**TASK TO COMPLETE**
Retype the listing exactly, so that the copy matches it line for line.

**DATA UNDER STUDY**
--- START ---

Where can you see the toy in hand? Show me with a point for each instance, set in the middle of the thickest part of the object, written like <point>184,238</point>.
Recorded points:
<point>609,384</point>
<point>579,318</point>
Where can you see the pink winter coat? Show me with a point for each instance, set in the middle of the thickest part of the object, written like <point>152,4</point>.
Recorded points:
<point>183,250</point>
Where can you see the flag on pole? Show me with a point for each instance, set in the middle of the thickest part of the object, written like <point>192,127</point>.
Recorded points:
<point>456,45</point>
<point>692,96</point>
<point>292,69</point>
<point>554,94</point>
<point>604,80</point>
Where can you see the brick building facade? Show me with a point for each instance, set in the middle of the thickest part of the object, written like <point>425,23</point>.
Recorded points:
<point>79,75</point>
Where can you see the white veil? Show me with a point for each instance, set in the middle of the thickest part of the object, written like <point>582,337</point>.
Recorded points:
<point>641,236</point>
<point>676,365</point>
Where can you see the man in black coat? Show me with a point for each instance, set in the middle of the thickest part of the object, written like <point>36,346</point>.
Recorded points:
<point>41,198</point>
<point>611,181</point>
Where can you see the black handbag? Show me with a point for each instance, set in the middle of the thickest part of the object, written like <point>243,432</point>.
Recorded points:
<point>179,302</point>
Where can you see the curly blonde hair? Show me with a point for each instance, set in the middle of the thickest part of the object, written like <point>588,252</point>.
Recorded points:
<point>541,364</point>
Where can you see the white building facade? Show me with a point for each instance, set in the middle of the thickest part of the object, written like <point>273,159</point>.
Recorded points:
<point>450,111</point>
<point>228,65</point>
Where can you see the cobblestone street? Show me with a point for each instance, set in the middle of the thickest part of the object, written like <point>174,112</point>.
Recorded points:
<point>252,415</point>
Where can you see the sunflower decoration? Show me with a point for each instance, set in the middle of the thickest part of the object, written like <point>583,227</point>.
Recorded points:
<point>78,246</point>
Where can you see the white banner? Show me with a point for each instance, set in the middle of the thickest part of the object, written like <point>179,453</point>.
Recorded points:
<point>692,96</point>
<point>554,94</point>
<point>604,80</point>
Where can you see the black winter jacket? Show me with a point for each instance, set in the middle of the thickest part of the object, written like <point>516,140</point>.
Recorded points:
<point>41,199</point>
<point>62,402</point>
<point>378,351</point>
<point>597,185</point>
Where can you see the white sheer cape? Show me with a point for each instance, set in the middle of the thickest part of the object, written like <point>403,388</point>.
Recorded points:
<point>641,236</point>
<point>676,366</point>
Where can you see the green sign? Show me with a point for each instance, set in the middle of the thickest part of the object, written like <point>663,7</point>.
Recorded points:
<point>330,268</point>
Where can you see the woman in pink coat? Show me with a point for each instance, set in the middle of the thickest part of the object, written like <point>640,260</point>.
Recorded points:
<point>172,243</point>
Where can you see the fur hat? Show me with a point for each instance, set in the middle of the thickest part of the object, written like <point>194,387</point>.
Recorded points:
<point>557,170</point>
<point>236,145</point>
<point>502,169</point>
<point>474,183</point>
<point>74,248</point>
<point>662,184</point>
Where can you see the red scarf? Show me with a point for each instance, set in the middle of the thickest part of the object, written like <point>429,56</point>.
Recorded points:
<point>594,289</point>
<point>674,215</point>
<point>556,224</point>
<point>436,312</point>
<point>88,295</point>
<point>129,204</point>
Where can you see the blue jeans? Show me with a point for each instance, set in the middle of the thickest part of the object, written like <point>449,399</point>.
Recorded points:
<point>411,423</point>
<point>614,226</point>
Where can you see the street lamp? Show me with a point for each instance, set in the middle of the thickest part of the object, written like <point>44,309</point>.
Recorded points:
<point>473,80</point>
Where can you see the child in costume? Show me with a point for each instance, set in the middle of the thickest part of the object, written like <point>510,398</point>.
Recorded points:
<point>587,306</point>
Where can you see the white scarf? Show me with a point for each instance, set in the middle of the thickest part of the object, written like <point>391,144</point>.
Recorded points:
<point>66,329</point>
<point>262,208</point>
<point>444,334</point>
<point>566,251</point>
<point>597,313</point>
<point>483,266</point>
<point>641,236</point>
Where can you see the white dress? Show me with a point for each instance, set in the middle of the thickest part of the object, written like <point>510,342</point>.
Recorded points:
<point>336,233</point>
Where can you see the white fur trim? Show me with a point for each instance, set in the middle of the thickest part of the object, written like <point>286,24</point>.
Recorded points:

--- END ---

**SOLUTION TO THIS TASK**
Where can you see the toy in hand? Show me with a point for each instance, set in the middle of the thickest part of the object, written like <point>184,238</point>.
Recorded points:
<point>609,384</point>
<point>579,318</point>
Where can you see the pink winter coat? Show me with a point for each instance, set in the middle of the thickest part of the object, written like <point>152,4</point>.
Recorded points:
<point>183,250</point>
Where can you see the flag on pole? Show me with a point for each instance, set in the middle of the thickest part of the object, written like <point>192,127</point>.
Recorded points:
<point>456,45</point>
<point>692,96</point>
<point>292,69</point>
<point>554,94</point>
<point>604,80</point>
Where can you see the brick building facade? Show me with a point for each instance, set in the middle of the thickest part of the object, written like <point>425,23</point>.
Recorded points:
<point>79,75</point>
Where can you see the white veil? Show me with a point for each instance, set in the middle of the thickest part of the object, written like <point>582,337</point>.
Recorded points:
<point>641,236</point>
<point>676,365</point>
Where can you see the man in black coat? Show me with a point for each instance, set in the middle of the thickest part of the object, written like <point>36,346</point>.
Recorded points:
<point>41,198</point>
<point>611,181</point>
Where can you see the black handbag? Show me with a point for each instance, set in the middle of the thickest part of the object, written like <point>243,432</point>.
Recorded points:
<point>179,302</point>
Where can you see the curly blonde hair? Show me with a point for each instance, set in the middle of the thickest part of the object, written like <point>588,252</point>.
Recorded points:
<point>541,364</point>
Where can you see the white building facade? Show me with a point for each instance, set in the middle of the thickest part of the object, written like <point>273,159</point>.
Recorded points:
<point>450,111</point>
<point>228,65</point>
Where can you see the cobblestone street? Show me with a point for each instance, set in the middle of the thickest part of the object, written like <point>174,112</point>.
Recorded points:
<point>252,415</point>
Where can you see the sunflower decoration? Show me with a point for each instance, set in the middle of the thickest part of the object, written like <point>583,227</point>.
Recorded points:
<point>78,246</point>
Where can you see the white banner? Show me with a point for each instance, set in the middle of the thickest part of the object, written like <point>179,453</point>.
Recorded points:
<point>692,96</point>
<point>554,94</point>
<point>604,80</point>
Where can you see the black winter jacket? Show me with a point for each instance, set in the middle of the thickest part of the object, written like <point>516,140</point>.
Recorded points:
<point>41,199</point>
<point>62,402</point>
<point>378,351</point>
<point>597,185</point>
Where can you see the white sheer cape? Show me with a point for each instance, set in the middle of the thickest part of the object, written like <point>403,388</point>.
Recorded points:
<point>641,236</point>
<point>676,366</point>
Where can you see the green sign? Show me with a point for each instance, set in the middle of the thickest part of the object, written like <point>663,7</point>.
Recorded points:
<point>330,268</point>
Where can you see the woman in pink coat? Show me with a point for each instance, set in the middle of the thickest part of the object, written like <point>640,260</point>.
Recorded points:
<point>172,243</point>
Where can you see the fur hat? Show me with a point for each instance, set in the middle of the thickest part of the object, written like <point>194,387</point>.
Recorded points:
<point>557,170</point>
<point>236,145</point>
<point>502,169</point>
<point>474,183</point>
<point>74,248</point>
<point>662,184</point>
Where can you see the red scarf? Show me with a point for each instance, set in the middle of the thickest part of the object, written like <point>429,56</point>.
Recorded points:
<point>594,289</point>
<point>674,215</point>
<point>556,224</point>
<point>436,312</point>
<point>88,295</point>
<point>129,204</point>
Where can you see the blue jeans? Show me with a point for each instance, set in the middle of the thickest part of the object, written like <point>449,399</point>.
Recorded points:
<point>411,423</point>
<point>614,226</point>
Where can you see the street lamp? Show me with a point for each instance, set in the middle of the thickest part of the object, written like <point>44,309</point>.
Recorded points:
<point>473,80</point>
Where can you see the child in costume? Show me with a point for each instance, set in the middle of the thickest part of the object, written like <point>510,398</point>.
Recorded points:
<point>587,306</point>
Where can you see the white scarf? Show me with a point for each instance, set in the middle of the thickest part of the object, written like <point>391,144</point>.
Recorded points:
<point>66,329</point>
<point>262,208</point>
<point>444,334</point>
<point>566,251</point>
<point>597,313</point>
<point>483,266</point>
<point>641,236</point>
Where can you see the white dress? Show me with a point for each instance, set in the middle of the thickest part of the object, written like <point>510,342</point>.
Recorded points:
<point>336,233</point>
Where can you see the white fur trim? Show me with a point for each instance, set in the middle of the thickest part of the object, written like <point>286,24</point>.
Recorded points:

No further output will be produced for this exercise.